**Goal of the exercise:**
Render every line of the entries below as a numbered list, skipping the blank lines. Leave the pictures out of your answer.

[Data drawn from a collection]
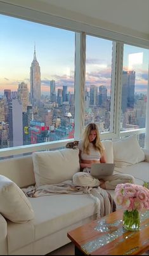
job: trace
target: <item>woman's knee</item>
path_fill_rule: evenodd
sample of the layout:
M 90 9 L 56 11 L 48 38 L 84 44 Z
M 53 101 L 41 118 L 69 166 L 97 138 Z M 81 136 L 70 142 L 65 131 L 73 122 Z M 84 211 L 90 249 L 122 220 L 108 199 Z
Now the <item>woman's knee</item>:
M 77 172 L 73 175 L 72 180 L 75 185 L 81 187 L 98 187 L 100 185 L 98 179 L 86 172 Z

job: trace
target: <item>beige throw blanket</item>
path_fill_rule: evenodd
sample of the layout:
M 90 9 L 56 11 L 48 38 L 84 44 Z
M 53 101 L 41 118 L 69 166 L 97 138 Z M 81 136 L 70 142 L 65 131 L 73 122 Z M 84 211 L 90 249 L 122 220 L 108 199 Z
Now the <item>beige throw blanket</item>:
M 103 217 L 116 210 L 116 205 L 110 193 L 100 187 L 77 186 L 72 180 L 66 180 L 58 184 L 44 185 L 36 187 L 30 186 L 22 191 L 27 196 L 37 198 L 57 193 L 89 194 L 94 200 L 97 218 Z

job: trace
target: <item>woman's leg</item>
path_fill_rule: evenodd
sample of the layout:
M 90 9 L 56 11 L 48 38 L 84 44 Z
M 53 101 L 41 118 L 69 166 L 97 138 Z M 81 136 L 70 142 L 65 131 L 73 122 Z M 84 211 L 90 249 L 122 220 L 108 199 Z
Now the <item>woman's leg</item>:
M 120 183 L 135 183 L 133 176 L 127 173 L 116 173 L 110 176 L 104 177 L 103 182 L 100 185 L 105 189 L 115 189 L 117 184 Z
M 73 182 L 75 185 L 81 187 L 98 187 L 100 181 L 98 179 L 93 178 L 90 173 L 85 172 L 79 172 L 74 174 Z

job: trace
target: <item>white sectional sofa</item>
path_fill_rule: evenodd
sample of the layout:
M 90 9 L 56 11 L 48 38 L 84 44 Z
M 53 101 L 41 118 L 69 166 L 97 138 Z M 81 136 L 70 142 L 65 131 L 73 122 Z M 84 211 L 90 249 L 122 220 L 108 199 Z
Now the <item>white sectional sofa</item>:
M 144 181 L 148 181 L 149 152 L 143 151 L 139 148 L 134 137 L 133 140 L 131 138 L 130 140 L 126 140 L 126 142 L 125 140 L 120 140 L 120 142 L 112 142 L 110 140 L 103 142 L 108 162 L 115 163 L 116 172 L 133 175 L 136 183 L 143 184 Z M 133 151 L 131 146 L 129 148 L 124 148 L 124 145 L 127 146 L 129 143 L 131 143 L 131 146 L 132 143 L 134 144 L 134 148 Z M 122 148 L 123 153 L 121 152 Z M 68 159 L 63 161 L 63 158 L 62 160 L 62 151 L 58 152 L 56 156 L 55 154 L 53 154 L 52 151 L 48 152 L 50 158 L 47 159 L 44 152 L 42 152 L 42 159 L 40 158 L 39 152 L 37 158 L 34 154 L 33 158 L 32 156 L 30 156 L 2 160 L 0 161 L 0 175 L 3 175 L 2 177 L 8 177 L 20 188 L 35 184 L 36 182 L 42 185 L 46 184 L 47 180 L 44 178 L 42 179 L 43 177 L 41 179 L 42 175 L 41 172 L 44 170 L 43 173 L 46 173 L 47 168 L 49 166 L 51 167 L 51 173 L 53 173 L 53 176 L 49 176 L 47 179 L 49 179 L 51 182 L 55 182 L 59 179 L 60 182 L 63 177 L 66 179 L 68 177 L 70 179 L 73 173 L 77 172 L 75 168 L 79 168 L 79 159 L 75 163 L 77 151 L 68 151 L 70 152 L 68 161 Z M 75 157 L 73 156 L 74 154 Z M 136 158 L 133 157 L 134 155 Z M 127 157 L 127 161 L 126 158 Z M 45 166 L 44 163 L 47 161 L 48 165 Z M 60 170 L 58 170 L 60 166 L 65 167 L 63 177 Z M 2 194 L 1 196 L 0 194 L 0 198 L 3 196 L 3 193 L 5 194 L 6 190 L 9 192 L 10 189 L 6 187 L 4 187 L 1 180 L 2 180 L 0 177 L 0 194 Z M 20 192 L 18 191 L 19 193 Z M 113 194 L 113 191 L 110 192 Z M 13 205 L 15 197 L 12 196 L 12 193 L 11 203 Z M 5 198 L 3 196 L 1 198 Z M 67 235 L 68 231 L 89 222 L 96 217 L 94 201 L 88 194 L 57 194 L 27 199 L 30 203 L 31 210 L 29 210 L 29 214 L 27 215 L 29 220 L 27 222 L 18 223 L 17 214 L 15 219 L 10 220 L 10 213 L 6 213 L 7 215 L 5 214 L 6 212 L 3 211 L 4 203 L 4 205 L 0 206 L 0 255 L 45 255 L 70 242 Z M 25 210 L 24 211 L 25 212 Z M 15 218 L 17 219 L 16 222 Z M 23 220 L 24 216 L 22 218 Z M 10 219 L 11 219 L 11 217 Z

**Answer for the task:**
1. job: trace
2. target: <item>woman's knee</item>
3. path_fill_rule: evenodd
4. sample of the layout:
5. M 90 9 L 56 11 L 48 38 L 84 44 Z
6. M 53 101 L 41 118 L 69 166 L 97 138 Z M 81 136 L 70 142 L 65 131 L 73 122 Z M 84 211 L 90 249 L 122 220 L 108 199 Z
7. Now the <item>woman's knee</item>:
8. M 77 172 L 73 175 L 72 180 L 75 185 L 81 187 L 98 187 L 100 185 L 98 179 L 86 172 Z
9. job: trace
10. target: <item>beige throw blanket</item>
11. path_fill_rule: evenodd
12. sample of the layout:
13. M 90 9 L 56 11 L 48 38 L 84 44 Z
14. M 53 101 L 41 118 L 69 166 L 97 138 Z M 81 136 L 70 142 L 65 131 L 73 122 Z M 84 211 L 90 249 L 122 220 L 108 199 Z
15. Now the <item>beige throw blanket</item>:
16. M 103 217 L 116 210 L 116 205 L 110 193 L 100 187 L 77 186 L 72 180 L 66 180 L 58 184 L 44 185 L 36 187 L 30 186 L 22 191 L 27 196 L 37 198 L 57 193 L 89 194 L 94 200 L 97 218 Z
17. job: trace
18. target: <item>woman's leg</item>
19. path_fill_rule: evenodd
20. sample of the layout:
21. M 90 9 L 56 11 L 48 38 L 84 44 Z
22. M 53 101 L 41 118 L 69 166 L 97 138 Z M 81 136 L 70 142 L 65 131 L 73 122 Z M 84 211 L 90 249 L 122 220 L 108 199 Z
23. Now the <item>woman's leg</item>:
24. M 120 183 L 135 183 L 133 176 L 127 173 L 116 173 L 110 176 L 104 177 L 103 182 L 100 185 L 105 189 L 115 189 L 117 184 Z
25. M 73 182 L 75 185 L 81 187 L 98 187 L 100 181 L 98 179 L 93 178 L 90 173 L 85 172 L 79 172 L 74 174 Z
26. job: trace
27. target: <item>white sectional sofa</item>
28. path_fill_rule: evenodd
29. sample of the layout:
30. M 90 9 L 56 11 L 48 38 L 84 44 Z
31. M 53 101 L 41 118 L 69 166 L 97 138 Z M 81 136 L 70 142 L 65 131 L 73 122 Z M 84 211 L 90 249 L 122 220 L 108 199 Z
32. Now the <item>white sectional sofa</item>:
33. M 144 181 L 148 181 L 149 152 L 143 151 L 139 148 L 134 137 L 133 140 L 131 138 L 130 140 L 126 140 L 126 142 L 125 140 L 120 140 L 120 142 L 112 142 L 110 140 L 103 142 L 108 162 L 115 163 L 116 172 L 133 175 L 136 183 L 143 184 Z M 133 151 L 131 146 L 129 148 L 124 148 L 124 145 L 127 146 L 129 143 L 131 143 L 131 146 L 132 143 L 134 144 L 134 148 Z M 122 148 L 123 153 L 121 152 Z M 68 159 L 63 161 L 63 158 L 62 160 L 62 151 L 58 152 L 56 156 L 55 154 L 53 154 L 52 151 L 48 152 L 50 158 L 47 159 L 44 152 L 42 152 L 42 159 L 40 158 L 39 152 L 37 158 L 34 154 L 33 158 L 32 156 L 30 156 L 2 160 L 0 161 L 0 175 L 3 175 L 2 177 L 8 177 L 20 188 L 35 184 L 36 182 L 42 185 L 46 184 L 47 180 L 44 178 L 42 179 L 43 177 L 41 179 L 42 175 L 41 172 L 44 170 L 43 173 L 46 173 L 47 168 L 49 166 L 51 167 L 51 173 L 53 173 L 53 176 L 49 176 L 47 179 L 49 179 L 51 182 L 55 182 L 59 179 L 60 182 L 63 177 L 66 179 L 68 177 L 70 179 L 73 173 L 77 172 L 75 168 L 79 168 L 79 159 L 75 163 L 77 151 L 68 151 L 70 152 L 68 161 Z M 75 157 L 73 156 L 74 154 Z M 136 158 L 133 157 L 134 155 Z M 127 157 L 127 161 L 126 158 Z M 45 166 L 44 163 L 47 161 L 48 165 Z M 60 170 L 58 170 L 60 166 L 65 167 L 63 177 Z M 2 194 L 1 196 L 0 194 L 0 198 L 3 196 L 3 193 L 5 194 L 6 190 L 9 192 L 10 189 L 6 187 L 4 187 L 1 180 L 2 180 L 0 177 L 0 194 Z M 20 192 L 18 191 L 19 193 Z M 113 194 L 113 191 L 110 192 Z M 13 205 L 15 197 L 12 196 L 12 193 L 11 203 Z M 5 198 L 3 196 L 1 198 Z M 67 235 L 68 231 L 89 222 L 96 217 L 94 201 L 88 194 L 57 194 L 27 199 L 30 203 L 31 210 L 29 210 L 29 214 L 27 215 L 29 220 L 27 222 L 18 223 L 17 214 L 15 219 L 10 220 L 10 213 L 6 213 L 7 215 L 5 214 L 6 212 L 3 211 L 4 203 L 4 205 L 0 206 L 0 255 L 45 255 L 70 242 Z M 25 210 L 24 211 L 25 212 Z M 15 218 L 17 219 L 16 222 Z M 23 220 L 24 216 L 22 218 Z M 10 219 L 11 219 L 11 217 Z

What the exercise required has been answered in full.